-- Start of Available records --
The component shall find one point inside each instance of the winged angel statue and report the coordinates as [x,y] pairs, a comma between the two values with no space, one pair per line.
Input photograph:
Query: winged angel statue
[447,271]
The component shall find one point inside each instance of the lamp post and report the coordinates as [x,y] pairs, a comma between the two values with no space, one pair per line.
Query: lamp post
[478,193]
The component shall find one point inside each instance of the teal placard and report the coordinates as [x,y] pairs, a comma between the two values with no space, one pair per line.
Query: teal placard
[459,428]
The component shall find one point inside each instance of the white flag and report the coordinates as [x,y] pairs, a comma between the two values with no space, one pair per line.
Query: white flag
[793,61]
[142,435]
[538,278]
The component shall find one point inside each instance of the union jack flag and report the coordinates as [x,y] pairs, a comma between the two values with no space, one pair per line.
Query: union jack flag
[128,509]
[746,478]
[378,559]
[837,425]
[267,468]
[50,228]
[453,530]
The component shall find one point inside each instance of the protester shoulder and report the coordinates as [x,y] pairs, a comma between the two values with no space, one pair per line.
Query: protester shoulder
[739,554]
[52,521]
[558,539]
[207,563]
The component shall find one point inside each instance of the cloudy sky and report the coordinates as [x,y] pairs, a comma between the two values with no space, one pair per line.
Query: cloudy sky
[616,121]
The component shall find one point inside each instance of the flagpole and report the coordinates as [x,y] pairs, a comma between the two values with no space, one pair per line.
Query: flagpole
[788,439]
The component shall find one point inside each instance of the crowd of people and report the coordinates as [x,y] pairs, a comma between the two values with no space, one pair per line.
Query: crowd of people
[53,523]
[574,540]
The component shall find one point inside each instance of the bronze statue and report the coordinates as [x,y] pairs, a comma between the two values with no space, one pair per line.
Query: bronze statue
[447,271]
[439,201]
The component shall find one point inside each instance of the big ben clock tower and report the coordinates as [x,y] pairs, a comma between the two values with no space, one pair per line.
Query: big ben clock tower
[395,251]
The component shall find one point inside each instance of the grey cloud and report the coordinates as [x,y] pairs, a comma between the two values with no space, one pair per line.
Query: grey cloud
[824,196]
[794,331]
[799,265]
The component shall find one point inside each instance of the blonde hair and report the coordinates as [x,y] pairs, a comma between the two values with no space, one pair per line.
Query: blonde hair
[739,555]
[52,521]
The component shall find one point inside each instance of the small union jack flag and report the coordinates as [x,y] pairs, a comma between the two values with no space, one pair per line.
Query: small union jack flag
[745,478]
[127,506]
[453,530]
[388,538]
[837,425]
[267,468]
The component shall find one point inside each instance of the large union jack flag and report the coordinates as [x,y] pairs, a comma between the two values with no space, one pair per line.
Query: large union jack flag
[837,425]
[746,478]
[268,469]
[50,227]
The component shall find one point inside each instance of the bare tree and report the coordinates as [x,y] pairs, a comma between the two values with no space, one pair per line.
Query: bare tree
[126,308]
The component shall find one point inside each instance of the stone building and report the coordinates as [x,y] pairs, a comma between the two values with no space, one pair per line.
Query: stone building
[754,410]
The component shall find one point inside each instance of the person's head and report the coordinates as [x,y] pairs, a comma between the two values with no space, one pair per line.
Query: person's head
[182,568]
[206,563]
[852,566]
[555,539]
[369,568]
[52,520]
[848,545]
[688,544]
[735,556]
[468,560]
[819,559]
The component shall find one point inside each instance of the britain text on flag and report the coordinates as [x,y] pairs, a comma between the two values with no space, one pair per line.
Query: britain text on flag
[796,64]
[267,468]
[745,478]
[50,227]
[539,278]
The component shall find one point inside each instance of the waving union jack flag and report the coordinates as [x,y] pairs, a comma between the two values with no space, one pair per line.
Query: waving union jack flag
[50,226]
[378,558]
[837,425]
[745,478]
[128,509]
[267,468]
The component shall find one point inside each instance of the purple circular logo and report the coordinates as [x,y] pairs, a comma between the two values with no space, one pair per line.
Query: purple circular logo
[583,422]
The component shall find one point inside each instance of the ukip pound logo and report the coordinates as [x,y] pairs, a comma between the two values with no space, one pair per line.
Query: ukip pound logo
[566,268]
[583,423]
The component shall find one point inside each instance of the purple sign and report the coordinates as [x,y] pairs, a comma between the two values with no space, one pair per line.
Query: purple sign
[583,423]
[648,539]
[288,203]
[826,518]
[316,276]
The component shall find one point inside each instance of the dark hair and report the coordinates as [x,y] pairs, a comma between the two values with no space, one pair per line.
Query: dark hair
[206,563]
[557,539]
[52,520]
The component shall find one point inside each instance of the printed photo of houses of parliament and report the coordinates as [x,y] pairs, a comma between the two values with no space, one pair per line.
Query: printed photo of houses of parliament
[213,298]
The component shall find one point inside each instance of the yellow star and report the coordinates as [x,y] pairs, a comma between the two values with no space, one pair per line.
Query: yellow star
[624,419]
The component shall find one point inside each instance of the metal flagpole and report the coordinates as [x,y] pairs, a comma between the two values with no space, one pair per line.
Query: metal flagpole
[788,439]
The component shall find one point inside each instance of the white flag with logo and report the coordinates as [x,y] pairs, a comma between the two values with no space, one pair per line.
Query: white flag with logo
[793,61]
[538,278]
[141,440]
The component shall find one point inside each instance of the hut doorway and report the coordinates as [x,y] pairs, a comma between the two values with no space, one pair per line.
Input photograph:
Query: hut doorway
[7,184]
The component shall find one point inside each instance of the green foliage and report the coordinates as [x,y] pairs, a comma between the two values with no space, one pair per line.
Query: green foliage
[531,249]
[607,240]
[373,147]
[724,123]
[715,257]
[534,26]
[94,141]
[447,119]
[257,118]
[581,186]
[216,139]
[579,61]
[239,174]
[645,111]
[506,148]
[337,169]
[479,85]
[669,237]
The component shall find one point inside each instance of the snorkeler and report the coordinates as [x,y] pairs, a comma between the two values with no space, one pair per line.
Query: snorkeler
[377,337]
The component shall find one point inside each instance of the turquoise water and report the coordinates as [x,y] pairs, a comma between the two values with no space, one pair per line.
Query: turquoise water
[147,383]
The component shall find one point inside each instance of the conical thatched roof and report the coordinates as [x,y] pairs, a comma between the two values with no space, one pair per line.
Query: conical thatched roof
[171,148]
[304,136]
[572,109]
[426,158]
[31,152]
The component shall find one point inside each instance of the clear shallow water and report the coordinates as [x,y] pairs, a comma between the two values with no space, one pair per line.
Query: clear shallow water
-- End of Available records --
**Instructions for the task:** Reproduce the records above exactly as they appear.

**Task result:**
The component shall find one point inside each instance of the winged angel statue and report the coordinates as [x,y] pairs, a comma between the two values with no space, one pair per line.
Input photograph:
Query: winged angel statue
[447,271]
The component shall find one point inside each instance of the lamp post and report the coordinates as [x,y] pairs, a comma between the two values with no space, one pair per line.
Query: lamp post
[478,193]
The component shall find one point inside each instance of the teal placard and report the coordinates as [x,y] pairs, a comma between the two values with no space, one pair per line.
Query: teal placard
[459,428]
The component shall find one point inside each instance of the white flag and report the coordinates as [x,y] pairs, a comma between the two values with no space, one pair per line.
Query: white flag
[793,61]
[142,435]
[538,278]
The component shall find one point inside each instance of the union jack flag and report the coordinates as [x,y] pairs, a comma between the two values with no space, one pair per line.
Query: union jack flag
[128,509]
[746,478]
[378,559]
[837,425]
[267,468]
[50,228]
[453,530]
The component shall find one point inside each instance of the protester shoulder and report the coordinates as [x,y] pairs, a comma between the two values with no space, one pair per line.
Query: protester shoulder
[739,554]
[52,521]
[558,539]
[207,563]
The component shall find one point inside each instance of the cloudy sky and report the coordinates as [x,y] pairs, a comma between the two values with no space, one pair per line.
Query: cloudy sky
[616,121]
The component shall find one point inside each instance of the flagpole and report the coordinates as [x,y] pairs, a comma between the two values with no space, one pair per line.
Query: flagpole
[788,439]
The component shall find one point inside each instance of the crowd of people and report the coordinates as [x,y] pairs, a comma between the two values with no space, one pair per line.
Query: crowd of people
[53,523]
[574,540]
The component shall find one point inside each instance of the bronze statue and report the coordinates as [x,y] pairs, a comma between the two values with no space, one pair per line.
Query: bronze statue
[447,271]
[439,201]
The component shall find one point inside each instance of the big ben clock tower and report the coordinates as [x,y] pairs, a comma between the two values with no space, one pair per line.
Query: big ben clock tower
[395,251]
The component shall find one point inside each instance of the grey cloud and report the coordinates as [x,y] pairs, a comma between the two values with no space, one pair per line.
Query: grey cloud
[824,196]
[794,331]
[799,265]
The component shall find one point inside each instance of the blonde hair and report the coordinates as [x,y] pairs, a comma between the two values with no space, one pair per line.
Query: blonde hair
[739,555]
[52,521]
The component shall find one point inside each instance of the small union jack flag and report the coordinates as [x,y] pairs, a comma between the two values with no space, one pair per line.
Query: small union jack flag
[745,478]
[127,506]
[453,530]
[388,538]
[837,425]
[267,468]
The component shall find one point inside each instance of the large union jack flag and report the coordinates as [x,y] pairs, a comma between the two values with no space, one pair per line.
Query: large union jack flag
[837,425]
[746,478]
[268,469]
[50,227]
The component shall find one point inside each instance of the bare tree and report the coordinates as [x,y] pairs, a comma between the two values with no space, one pair per line.
Query: bare tree
[126,308]
The component shall find one point inside each instance of the stone building and report the coordinates as [x,y] pairs, a comma between the two values with no space, one pair per line.
Query: stone building
[754,410]
The component shall find one point inside each instance of the person's head and report the coordinates as [x,y] pairs, a comma between the two values with no space, one pair per line.
Query: person's head
[182,568]
[206,563]
[852,566]
[555,539]
[369,568]
[52,520]
[848,545]
[688,544]
[735,556]
[468,560]
[819,559]
The component shall find one point inside each instance of the britain text on flag and report the coordinates as [x,y] pairs, a comma between the two values with no space, one pair per line.
Query: britain text on flag
[796,64]
[267,468]
[745,478]
[50,227]
[539,278]
The component shall find one point inside each instance of the waving union jack flag and report the coordinates as [x,y] pairs, a comma between the two values with no space, one pair per line.
Query: waving union jack flag
[50,226]
[378,558]
[837,425]
[745,478]
[128,509]
[267,468]
The component shall find one point inside each instance of the purple circular logo and report the coordinates as [x,y] pairs, a comma between the two values with no space, one pair per line.
Query: purple circular logo
[583,422]
The component shall find one point inside each instance of the ukip pound logo and report the coordinates as [x,y] pairs, a comma between the two values with no space, one pair per line.
Query: ukip pound logo
[566,268]
[583,423]
The component shall find one point inside each instance of the purple sign and report the coordinates as [x,y] pairs, a comma between the two values with no space, one pair per line.
Query: purple sign
[583,423]
[648,539]
[288,203]
[826,518]
[316,276]
The component shall find one point inside each instance of the dark hair and report the coordinates as [x,y] pairs, a comma between the two values with no space, one pair per line.
Query: dark hair
[206,563]
[557,539]
[52,520]
The component shall find one point inside each instance of the printed photo of houses of parliament and report the coordinates as [x,y] pairs, a comma between the two values with no space, one pair per line.
Query: printed photo of houses of parliament
[213,298]
The component shall find one point inside each instance of the yellow star and report the coordinates as [x,y] pairs, a comma between the two values with no space, one pair per line.
Query: yellow star
[624,419]
The component shall find one point inside each instance of the metal flagpole and report the coordinates as [x,y] pairs, a comma between the two values with no space, one pair per line.
Query: metal flagpole
[788,439]
The component shall find one point inside each instance of the white flag with logo and report the coordinates as [x,y] pairs, a comma between the two values with no space, one pair per line.
Query: white flag with logo
[793,61]
[538,278]
[141,440]
The component shall find one point inside each instance of the hut doorway and report the coordinates as [x,y] pairs, a comma between the two values with no space, one pair per line.
Input photograph:
Query: hut doorway
[7,184]
The component shall find one point inside each instance of the green foliage and report the coordinates as [x,y] pairs, a comma between the two values with no space, one pair per line.
Query: green foliage
[531,249]
[607,240]
[373,147]
[724,123]
[715,257]
[534,26]
[94,141]
[447,119]
[257,118]
[581,186]
[216,139]
[579,61]
[239,174]
[645,111]
[506,148]
[337,169]
[479,85]
[669,237]
The component shall find one point inside each instance of the snorkeler and report the coordinates as [x,y] pairs, a comma between the two values with no space, one pair per line.
Query: snorkeler
[377,337]
The component shall find one point inside each instance of the turquoise water and report the coordinates as [x,y] pairs, a comma between the two values with no space, one pair per line.
Query: turquoise water
[147,383]
The component shall find one point inside each instance of the conical thatched roof and report the coordinates as [x,y] pairs, a comma between the two values with no space, one pair per line.
Query: conical thatched roof
[171,148]
[304,136]
[572,109]
[426,158]
[31,152]
The component shall find one point inside each instance of the clear shallow water and report the coordinates as [x,y] pairs, a comma between the two values with no space, one pair per line.
Query: clear shallow water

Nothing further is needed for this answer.